== BRANO DELL'ESERCIZIO

In occasione della giornata mondiale per la lotta all’Aids, Papa Francesco ha ricordato che solo metà delle persone malate hanno accesso alle terapie salvavita.
«Milioni di persone convivono con questa malattia e solo la metà di essi ha accesso a terapie salvavita. Invito a pregare per loro e per i loro cari e a promuovere la solidarietà perchè anche i più poveri possano beneficiare di diagnosi e cure adeguate. Faccio appello infine affinchè tutti adottino comportamenti responsabili per prevenire un’ulteriore diffusione di questa malattia». In occasione della giornata mondiale per la lotta all’Aids, che ricorre oggi, Papa Francesco ha lanciato questo appello per l’accesso alle terapie salvavita, ricordando che a beneficiarne è solo un ammalato di Aids su due.
A fine giugno circa 18,2 milioni di persone nel mondo avevano accesso ai farmaci salvavita contro il virus Hiv responsabile dell’ Aids, tra cui 910.000 bambini, pari al doppio rispetto a cinque anni prima, come afferma l’ultimo rapporto dell’Unaids, il programma congiunto delle Nazioni Unite sull’Aids: Nel mondo però vivono con il virus Hiv 36,7 milioni di persone, fra cui ci sono le persone colpite dal virus che non sanno di esserlo, come evidenziato in questi giorni dall’Organizzazione mondiale della sanità: almeno 13 milioni, una cifra enorme.
L’accesso alle cure, però, non è solo un problema di numeri e nemmeno di disponibilità di farmaci. A incidere sono le decisioni dei governi e i pregiudizi nei confronti delle persone colpite dalla malattia. Il mese scorso il ministro della Salute della Tanzania ha annunciato che il paese vieterà i programmi contro l’HIV/AIDS rivolti agli omosessuali e che saranno sospesi, fino a ulteriore comunicazione, i programmi finanziati dagli Stati Uniti che forniscono esami, preservativi e assistenza medica alle persone gay. Le conseguenze potrebbero essere gravissime. Il piano di lotta all’Aids per l’Africa (PEPFAR, President’s Emergency Plan For AIDS Relief) fu avviato dal presidente George W. Bush nel 2013 e in questi anni, grazie a 61 miliardi di euro di finanziamenti, ha salvato la vita a milioni di persone. Il governo africano accusa questi programmi di “incoraggiare l’omosessualità”, che in Tanzania è reato punibile con pene fino a trent’anni di carcere.
Una buona notizia arriva dal Sudafrica, dove in questi giorni è iniziato il test sulla popolazione di un nuovo vaccino contro il virus Hiv, il primo di nuovo sviluppo in sette anni. Lo ha annunciato il National Institute of Health statunitense, che finanzia il progetto. Il vaccino che sarà testato è una versione rinforzata dell’unico che ha fin qui dato segno di offrire qualche protezione in un trail in Thailandia nel 2009. In questa fase saranno arruolati 5400 uomini e donne tra 18 e 35 anni in tutto il paese, dove ogni giorno ci sono oltre mille infezioni. La versione precedente ha mostrato un’efficacia del 31,2% nella protezione, che gli esperti sperano di aumentare con un cambiamento in alcune componenti e nel calendario di somministrazione, con i primi risultati che dovrebbero arrivare nel 2020. «Se impiegato insieme alle armi che abbiamo attualmente contro il virus un vaccino efficace potrebbe essere il chiodo finale nella bara dell’Hiv – afferma Anthony Fauci, direttore del National Institute of Allergy and Infectious Diseases -. Anche un vaccino moderatamente efficace potrebbe diminuire significativamente il peso della malattia in paesi e popolazioni ad alto tasso di infezione».

====
== DATI FORNITI

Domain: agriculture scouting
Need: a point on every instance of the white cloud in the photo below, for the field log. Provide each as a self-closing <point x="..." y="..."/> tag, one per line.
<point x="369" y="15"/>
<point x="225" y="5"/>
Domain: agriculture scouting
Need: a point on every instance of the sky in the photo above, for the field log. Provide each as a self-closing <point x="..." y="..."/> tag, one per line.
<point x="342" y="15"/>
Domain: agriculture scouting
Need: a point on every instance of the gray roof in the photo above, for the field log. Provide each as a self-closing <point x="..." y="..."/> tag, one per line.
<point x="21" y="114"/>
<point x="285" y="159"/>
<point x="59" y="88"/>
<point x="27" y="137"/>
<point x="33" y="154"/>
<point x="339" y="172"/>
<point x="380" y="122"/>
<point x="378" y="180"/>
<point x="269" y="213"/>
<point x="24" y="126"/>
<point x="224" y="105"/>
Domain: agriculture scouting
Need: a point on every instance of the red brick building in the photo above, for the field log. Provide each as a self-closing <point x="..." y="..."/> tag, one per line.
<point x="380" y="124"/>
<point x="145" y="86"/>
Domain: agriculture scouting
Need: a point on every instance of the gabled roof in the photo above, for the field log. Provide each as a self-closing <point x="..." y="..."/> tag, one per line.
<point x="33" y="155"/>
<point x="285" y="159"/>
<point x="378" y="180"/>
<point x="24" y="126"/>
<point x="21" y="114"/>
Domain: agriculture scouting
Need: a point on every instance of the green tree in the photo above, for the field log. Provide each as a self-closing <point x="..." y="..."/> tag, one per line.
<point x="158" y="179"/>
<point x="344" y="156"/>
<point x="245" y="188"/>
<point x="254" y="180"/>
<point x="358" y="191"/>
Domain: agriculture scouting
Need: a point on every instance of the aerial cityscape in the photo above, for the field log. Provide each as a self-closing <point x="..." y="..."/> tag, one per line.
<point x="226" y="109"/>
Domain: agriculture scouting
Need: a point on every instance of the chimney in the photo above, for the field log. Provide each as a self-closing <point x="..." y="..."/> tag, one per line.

====

> [VERIFICA LA COMPRENSIONE]:
(A) Secondo l'articolo sull'Aids, quante persone saranno arruolate in Sudafrica nella fase di test del nuovo vaccino, e di quale età?
(B) Riporta dall'articolo sull'Aids tutto il passo che va da "In occasione della giornata mondiale per la lotta all’Aids, Papa" giù fino a "Aids su due.".

> [RISULTATI IN ORDINE]:
(A) Saranno arruolati 5400 uomini e donne tra i 18 e i 35 anni.

(B)
In occasione della giornata mondiale per la lotta all’Aids, Papa Francesco ha ricordato che solo metà delle persone malate hanno accesso alle terapie salvavita.
«Milioni di persone convivono con questa malattia e solo la metà di essi ha accesso a terapie salvavita. Invito a pregare per loro e per i loro cari e a promuovere la solidarietà perchè anche i più poveri possano beneficiare di diagnosi e cure adeguate. Faccio appello infine affinchè tutti adottino comportamenti responsabili per prevenire un’ulteriore diffusione di questa malattia». In occasione della giornata mondiale per la lotta all’Aids, che ricorre oggi, Papa Francesco ha lanciato questo appello per l’accesso alle terapie salvavita, ricordando che a beneficiarne è solo un ammalato di Aids su due.